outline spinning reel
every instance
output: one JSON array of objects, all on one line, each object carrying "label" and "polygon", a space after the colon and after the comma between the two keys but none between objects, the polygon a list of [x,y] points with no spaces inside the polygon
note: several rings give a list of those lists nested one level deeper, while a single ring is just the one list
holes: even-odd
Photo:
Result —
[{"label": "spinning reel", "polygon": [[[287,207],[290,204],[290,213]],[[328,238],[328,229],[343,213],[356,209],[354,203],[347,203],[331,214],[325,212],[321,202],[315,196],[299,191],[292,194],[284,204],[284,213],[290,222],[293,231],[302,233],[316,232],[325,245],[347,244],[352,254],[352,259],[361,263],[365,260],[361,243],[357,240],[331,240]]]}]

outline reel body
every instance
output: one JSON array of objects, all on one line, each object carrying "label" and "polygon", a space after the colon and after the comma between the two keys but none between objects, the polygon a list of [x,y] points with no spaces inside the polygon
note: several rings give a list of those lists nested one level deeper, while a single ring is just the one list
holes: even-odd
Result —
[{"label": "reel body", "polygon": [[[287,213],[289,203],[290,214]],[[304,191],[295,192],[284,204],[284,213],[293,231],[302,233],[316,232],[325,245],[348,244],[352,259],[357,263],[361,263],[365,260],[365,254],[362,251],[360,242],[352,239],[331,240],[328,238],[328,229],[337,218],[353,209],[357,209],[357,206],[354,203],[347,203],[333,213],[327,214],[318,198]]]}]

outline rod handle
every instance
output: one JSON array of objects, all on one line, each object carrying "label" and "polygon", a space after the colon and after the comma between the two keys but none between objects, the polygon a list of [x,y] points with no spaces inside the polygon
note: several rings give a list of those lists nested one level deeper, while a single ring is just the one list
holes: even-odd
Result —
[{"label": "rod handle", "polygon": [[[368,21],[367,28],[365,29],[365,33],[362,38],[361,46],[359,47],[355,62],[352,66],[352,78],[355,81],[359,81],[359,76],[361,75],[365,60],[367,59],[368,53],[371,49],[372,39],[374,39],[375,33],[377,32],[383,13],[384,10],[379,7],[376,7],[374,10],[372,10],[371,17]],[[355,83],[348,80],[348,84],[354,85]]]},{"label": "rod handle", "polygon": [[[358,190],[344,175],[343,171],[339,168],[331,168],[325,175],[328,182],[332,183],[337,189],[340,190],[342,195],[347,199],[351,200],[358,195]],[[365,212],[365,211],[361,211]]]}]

* _Exercise_:
Report each line of the data in which "outline" occurs.

* _Task solution_:
outline spinning reel
outline reel body
outline rod handle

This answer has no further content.